──────── RECORD SET ────────

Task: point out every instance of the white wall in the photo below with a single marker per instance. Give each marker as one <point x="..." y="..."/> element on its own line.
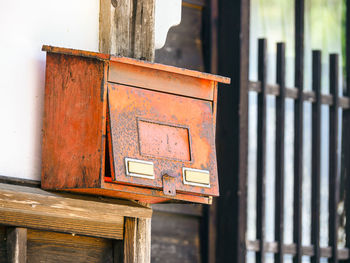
<point x="24" y="27"/>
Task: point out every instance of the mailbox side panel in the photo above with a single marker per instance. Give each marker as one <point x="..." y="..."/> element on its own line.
<point x="74" y="122"/>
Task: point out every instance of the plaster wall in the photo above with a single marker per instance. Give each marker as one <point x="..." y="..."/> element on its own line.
<point x="24" y="27"/>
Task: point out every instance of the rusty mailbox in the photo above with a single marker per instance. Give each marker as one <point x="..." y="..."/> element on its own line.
<point x="126" y="128"/>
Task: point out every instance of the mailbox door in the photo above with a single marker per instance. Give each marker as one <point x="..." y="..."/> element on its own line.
<point x="163" y="141"/>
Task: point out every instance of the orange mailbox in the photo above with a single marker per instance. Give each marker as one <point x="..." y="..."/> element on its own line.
<point x="127" y="128"/>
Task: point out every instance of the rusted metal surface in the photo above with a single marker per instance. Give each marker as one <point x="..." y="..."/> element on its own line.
<point x="73" y="122"/>
<point x="180" y="116"/>
<point x="98" y="135"/>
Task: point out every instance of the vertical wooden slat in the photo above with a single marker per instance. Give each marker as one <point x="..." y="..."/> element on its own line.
<point x="298" y="128"/>
<point x="232" y="130"/>
<point x="261" y="151"/>
<point x="346" y="130"/>
<point x="16" y="245"/>
<point x="280" y="126"/>
<point x="130" y="230"/>
<point x="316" y="155"/>
<point x="334" y="179"/>
<point x="118" y="251"/>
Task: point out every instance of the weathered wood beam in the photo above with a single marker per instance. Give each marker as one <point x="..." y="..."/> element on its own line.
<point x="127" y="28"/>
<point x="137" y="240"/>
<point x="16" y="245"/>
<point x="32" y="207"/>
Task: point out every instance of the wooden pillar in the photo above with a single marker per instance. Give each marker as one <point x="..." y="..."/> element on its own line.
<point x="16" y="245"/>
<point x="127" y="28"/>
<point x="232" y="130"/>
<point x="137" y="240"/>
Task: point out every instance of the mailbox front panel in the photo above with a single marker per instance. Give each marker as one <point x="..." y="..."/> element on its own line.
<point x="162" y="141"/>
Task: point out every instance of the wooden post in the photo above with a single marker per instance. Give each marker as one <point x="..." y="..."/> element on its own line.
<point x="232" y="130"/>
<point x="17" y="245"/>
<point x="127" y="28"/>
<point x="137" y="240"/>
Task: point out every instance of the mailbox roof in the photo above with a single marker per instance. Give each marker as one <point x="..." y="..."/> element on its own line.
<point x="136" y="62"/>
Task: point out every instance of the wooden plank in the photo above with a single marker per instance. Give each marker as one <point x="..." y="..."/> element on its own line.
<point x="127" y="28"/>
<point x="130" y="240"/>
<point x="298" y="127"/>
<point x="279" y="163"/>
<point x="316" y="155"/>
<point x="334" y="176"/>
<point x="261" y="151"/>
<point x="3" y="245"/>
<point x="143" y="240"/>
<point x="118" y="251"/>
<point x="16" y="245"/>
<point x="74" y="93"/>
<point x="32" y="207"/>
<point x="232" y="130"/>
<point x="143" y="23"/>
<point x="52" y="247"/>
<point x="345" y="169"/>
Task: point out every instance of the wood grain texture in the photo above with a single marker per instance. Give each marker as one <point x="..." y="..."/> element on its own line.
<point x="137" y="240"/>
<point x="143" y="240"/>
<point x="16" y="244"/>
<point x="130" y="240"/>
<point x="118" y="251"/>
<point x="51" y="247"/>
<point x="3" y="245"/>
<point x="73" y="94"/>
<point x="127" y="28"/>
<point x="36" y="208"/>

────────

§ **WHAT YOU HAVE TO DO**
Your task is to repeat the entries above exactly, omitting the pictures.

§ **YOUR RESPONSE**
Task: point out every instance of the white wall in the photo below with a single marker per instance. Give each marker as one <point x="..." y="..."/> element on its own line.
<point x="24" y="27"/>
Task: point out every instance of the mailbox side panel in the photo above with a single marker per instance. Give each marker as one <point x="..." y="..."/> element on its own line.
<point x="74" y="122"/>
Task: point out every instance of the plaster wall in the photo above with a single marker per instance. Give each marker as one <point x="..." y="..."/> element on its own line.
<point x="24" y="27"/>
Task: point out every instance of the rusty mailbox in the photo above with a single marker per instance. Give each marker as one <point x="..." y="..."/> element on its own line.
<point x="126" y="128"/>
Task: point out every instance of the mailbox door in the photo above with a single marker per instance. Give each marker as one <point x="..." y="..."/> element on its own line.
<point x="163" y="141"/>
Task: point out every instance of the orange mailbox in the photo above with a single marker per instance. Give each marker as one <point x="..." y="..."/> element on its own line.
<point x="127" y="128"/>
Task: point out every instance of the rusted metal surface in the photo above with a single marker per instance. Give each marker as one <point x="..." y="..."/> element on its own line.
<point x="73" y="122"/>
<point x="180" y="116"/>
<point x="98" y="135"/>
Task: point out every instance of the vertical wooden slat in the photo above with a single marker per instance. Give each marker as one <point x="..." y="..."/> element on its own line.
<point x="298" y="128"/>
<point x="232" y="130"/>
<point x="261" y="151"/>
<point x="346" y="130"/>
<point x="16" y="245"/>
<point x="280" y="126"/>
<point x="130" y="230"/>
<point x="316" y="155"/>
<point x="334" y="179"/>
<point x="118" y="251"/>
Task: point out every instance of the weathered wood beam in the photo above with a single marker per instance. Give each marker as one <point x="..." y="..."/> element on its own line.
<point x="127" y="28"/>
<point x="137" y="240"/>
<point x="16" y="245"/>
<point x="32" y="207"/>
Task: point out every instance of the wooden pillar in the photo above with a single marker per instance. Give each marker as one <point x="..." y="..."/> element on its own line.
<point x="16" y="245"/>
<point x="127" y="28"/>
<point x="232" y="130"/>
<point x="137" y="240"/>
Task: point out every instance of the mailbox front panel in the photo above with a single marker per instance. Give each marker as one <point x="..." y="..."/> element on its own line.
<point x="162" y="141"/>
Task: point out every instance of the wooden post in the photo above with a single marker per instance. Give each marker as one <point x="..." y="..."/> element on its own line.
<point x="232" y="130"/>
<point x="17" y="245"/>
<point x="127" y="28"/>
<point x="137" y="240"/>
Task: point out every instance of the mailbox roof in the photo above with a single marker per instance. Give each marker as one <point x="..." y="..."/> element on its own line.
<point x="136" y="62"/>
Task: point out every instance of the wooden plank in the photo above with a single marker per instance. Give each marker as one <point x="..." y="..."/> element on its own line.
<point x="127" y="28"/>
<point x="130" y="240"/>
<point x="298" y="127"/>
<point x="279" y="163"/>
<point x="316" y="155"/>
<point x="334" y="176"/>
<point x="261" y="151"/>
<point x="3" y="245"/>
<point x="143" y="240"/>
<point x="118" y="251"/>
<point x="16" y="245"/>
<point x="74" y="93"/>
<point x="32" y="207"/>
<point x="232" y="130"/>
<point x="143" y="23"/>
<point x="52" y="247"/>
<point x="345" y="169"/>
Task: point out every instance of the wood grain texture in the photo above with a single marker per instance. Give each marker as one <point x="..." y="..."/> element on its own line.
<point x="137" y="240"/>
<point x="143" y="240"/>
<point x="16" y="244"/>
<point x="130" y="240"/>
<point x="118" y="251"/>
<point x="51" y="247"/>
<point x="3" y="245"/>
<point x="73" y="94"/>
<point x="127" y="28"/>
<point x="36" y="208"/>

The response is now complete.